→ **Assignment**:
Find and copy every line in the records below that contains the string "correct", matching case exactly.

»»

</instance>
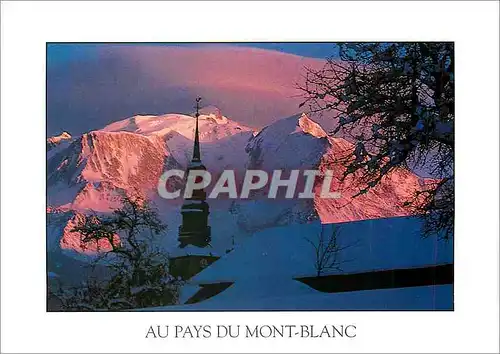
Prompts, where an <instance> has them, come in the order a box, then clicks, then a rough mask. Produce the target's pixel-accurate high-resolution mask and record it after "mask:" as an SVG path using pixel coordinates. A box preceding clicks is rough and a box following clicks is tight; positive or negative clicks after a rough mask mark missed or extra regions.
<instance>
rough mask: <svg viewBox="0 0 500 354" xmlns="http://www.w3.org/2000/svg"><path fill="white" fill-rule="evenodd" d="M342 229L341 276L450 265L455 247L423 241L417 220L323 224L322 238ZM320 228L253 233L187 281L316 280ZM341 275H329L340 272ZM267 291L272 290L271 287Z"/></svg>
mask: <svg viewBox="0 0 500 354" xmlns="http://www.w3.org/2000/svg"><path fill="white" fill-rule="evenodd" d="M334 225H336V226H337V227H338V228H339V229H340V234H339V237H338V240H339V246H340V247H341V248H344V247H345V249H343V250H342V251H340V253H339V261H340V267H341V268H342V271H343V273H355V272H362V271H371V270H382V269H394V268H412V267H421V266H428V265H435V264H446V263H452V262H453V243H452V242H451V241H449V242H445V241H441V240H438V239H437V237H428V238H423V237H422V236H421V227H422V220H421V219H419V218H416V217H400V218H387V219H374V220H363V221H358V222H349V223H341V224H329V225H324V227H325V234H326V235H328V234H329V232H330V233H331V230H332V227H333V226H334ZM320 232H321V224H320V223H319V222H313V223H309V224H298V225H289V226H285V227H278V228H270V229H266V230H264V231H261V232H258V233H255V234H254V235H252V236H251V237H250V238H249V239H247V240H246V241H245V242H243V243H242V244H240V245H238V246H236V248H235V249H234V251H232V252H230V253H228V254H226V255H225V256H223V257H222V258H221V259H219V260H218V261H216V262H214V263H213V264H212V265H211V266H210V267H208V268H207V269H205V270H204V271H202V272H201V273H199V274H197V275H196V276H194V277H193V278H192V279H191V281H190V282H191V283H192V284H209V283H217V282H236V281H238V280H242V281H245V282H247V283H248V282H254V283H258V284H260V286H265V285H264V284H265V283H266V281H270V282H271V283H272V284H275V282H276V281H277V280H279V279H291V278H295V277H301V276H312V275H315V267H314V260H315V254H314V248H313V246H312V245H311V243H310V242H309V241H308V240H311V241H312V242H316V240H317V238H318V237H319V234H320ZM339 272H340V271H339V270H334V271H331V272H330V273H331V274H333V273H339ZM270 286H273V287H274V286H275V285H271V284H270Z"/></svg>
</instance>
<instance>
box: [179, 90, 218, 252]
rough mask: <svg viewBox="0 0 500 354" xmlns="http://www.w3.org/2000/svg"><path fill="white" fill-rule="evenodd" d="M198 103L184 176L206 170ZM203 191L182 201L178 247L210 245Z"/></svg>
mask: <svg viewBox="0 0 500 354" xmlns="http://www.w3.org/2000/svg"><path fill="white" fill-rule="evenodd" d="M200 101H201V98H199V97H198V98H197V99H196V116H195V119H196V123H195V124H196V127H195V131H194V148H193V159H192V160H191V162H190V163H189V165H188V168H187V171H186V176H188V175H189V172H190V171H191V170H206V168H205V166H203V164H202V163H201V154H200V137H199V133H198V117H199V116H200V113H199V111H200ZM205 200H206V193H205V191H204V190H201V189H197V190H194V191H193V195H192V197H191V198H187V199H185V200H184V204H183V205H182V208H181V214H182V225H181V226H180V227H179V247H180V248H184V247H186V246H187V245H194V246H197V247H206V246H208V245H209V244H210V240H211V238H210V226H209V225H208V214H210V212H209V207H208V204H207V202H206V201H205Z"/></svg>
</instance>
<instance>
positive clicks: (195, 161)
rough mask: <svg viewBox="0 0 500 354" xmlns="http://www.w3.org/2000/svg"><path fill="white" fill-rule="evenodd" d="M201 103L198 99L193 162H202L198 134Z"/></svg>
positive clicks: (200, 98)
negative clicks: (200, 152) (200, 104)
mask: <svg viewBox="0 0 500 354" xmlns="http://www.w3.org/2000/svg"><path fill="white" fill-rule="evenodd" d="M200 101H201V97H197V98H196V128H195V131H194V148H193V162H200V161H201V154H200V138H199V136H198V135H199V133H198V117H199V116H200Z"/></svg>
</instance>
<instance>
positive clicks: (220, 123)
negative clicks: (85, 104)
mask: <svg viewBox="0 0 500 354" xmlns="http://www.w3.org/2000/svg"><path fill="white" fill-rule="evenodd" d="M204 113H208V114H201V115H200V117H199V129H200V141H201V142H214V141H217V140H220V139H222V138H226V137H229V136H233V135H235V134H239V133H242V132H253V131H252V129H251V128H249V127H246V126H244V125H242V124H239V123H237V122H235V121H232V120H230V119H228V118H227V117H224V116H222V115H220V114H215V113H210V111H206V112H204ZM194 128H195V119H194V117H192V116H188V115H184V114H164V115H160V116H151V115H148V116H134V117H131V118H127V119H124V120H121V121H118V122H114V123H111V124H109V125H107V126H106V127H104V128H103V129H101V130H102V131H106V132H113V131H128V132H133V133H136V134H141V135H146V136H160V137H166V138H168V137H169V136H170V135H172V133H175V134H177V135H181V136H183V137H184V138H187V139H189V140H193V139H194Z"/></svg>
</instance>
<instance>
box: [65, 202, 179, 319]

««
»»

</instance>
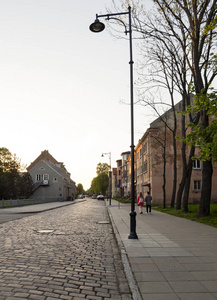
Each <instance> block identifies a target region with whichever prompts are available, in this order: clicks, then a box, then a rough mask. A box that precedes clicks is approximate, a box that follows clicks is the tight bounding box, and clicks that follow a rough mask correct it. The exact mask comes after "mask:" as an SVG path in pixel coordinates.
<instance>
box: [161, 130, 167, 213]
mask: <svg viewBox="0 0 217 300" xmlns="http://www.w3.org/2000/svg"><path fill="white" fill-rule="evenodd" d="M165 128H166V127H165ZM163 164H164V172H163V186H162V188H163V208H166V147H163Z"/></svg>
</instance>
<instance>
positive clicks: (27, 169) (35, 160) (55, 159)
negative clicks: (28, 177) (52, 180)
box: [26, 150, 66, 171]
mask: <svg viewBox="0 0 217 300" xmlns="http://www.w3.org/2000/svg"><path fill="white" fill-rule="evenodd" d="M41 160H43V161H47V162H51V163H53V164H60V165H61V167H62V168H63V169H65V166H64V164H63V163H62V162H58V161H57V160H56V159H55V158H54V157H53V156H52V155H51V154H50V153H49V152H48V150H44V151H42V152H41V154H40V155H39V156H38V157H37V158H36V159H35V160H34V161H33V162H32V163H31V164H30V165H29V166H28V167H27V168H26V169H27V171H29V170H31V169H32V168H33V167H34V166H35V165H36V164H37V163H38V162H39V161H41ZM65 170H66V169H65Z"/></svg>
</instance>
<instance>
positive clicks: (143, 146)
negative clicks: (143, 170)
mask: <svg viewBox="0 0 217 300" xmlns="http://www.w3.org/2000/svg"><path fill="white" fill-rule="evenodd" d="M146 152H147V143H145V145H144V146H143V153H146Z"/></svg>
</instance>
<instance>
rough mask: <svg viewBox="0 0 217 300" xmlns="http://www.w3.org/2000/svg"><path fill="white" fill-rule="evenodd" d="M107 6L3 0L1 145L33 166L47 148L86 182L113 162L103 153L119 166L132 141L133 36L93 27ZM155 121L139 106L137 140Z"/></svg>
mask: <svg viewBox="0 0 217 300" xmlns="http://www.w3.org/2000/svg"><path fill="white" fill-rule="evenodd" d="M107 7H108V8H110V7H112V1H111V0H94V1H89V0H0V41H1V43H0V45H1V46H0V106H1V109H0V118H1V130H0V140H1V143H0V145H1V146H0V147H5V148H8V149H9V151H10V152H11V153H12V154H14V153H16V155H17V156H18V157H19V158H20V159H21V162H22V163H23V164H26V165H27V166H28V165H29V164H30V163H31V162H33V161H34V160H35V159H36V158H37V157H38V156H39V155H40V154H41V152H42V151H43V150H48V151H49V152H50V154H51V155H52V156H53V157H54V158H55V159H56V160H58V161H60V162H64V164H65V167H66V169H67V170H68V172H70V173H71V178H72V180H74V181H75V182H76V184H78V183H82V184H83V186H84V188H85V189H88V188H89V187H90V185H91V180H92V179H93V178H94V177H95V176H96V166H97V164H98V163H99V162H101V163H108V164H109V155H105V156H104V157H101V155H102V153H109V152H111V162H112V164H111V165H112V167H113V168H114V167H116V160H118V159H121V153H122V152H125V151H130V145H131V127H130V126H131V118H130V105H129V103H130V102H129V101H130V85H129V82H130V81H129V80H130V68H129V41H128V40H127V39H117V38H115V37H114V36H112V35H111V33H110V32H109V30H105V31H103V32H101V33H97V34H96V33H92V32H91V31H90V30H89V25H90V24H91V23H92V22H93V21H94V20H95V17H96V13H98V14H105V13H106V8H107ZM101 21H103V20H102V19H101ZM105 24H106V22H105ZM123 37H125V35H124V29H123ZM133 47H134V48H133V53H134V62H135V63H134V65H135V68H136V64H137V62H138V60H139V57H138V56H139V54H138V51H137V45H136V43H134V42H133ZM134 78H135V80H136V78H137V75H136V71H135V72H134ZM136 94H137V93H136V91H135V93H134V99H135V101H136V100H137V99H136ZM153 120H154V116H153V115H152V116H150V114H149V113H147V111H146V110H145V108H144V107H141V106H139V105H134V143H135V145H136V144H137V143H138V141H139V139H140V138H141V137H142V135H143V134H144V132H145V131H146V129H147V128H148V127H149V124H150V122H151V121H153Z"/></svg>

««
»»

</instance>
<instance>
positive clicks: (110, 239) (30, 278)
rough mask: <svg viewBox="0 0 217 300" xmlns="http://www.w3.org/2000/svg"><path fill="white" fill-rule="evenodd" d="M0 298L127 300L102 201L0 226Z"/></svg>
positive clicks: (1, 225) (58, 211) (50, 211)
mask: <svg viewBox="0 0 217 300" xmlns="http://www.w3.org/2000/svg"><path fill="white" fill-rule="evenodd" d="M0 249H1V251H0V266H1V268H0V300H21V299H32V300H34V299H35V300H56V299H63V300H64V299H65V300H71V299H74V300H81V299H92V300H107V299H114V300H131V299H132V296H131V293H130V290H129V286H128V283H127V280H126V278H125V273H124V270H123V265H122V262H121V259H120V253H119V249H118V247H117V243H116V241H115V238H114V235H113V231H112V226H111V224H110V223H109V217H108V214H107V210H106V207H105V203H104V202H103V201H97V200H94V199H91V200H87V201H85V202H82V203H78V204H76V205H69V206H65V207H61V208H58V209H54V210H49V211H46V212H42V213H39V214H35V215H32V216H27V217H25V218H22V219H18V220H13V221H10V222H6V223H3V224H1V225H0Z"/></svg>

««

→ **Answer for this exercise**:
Each <instance> block identifies a target region with whichever prompts are available, in this order: clicks, then a box, then a rough mask. A box that precedes clicks is approximate, a box that follows clicks is the tight bounding box, and clicks that follow a rough mask correct it. The exact mask comes after "mask:" as an SVG path in pixel coordinates.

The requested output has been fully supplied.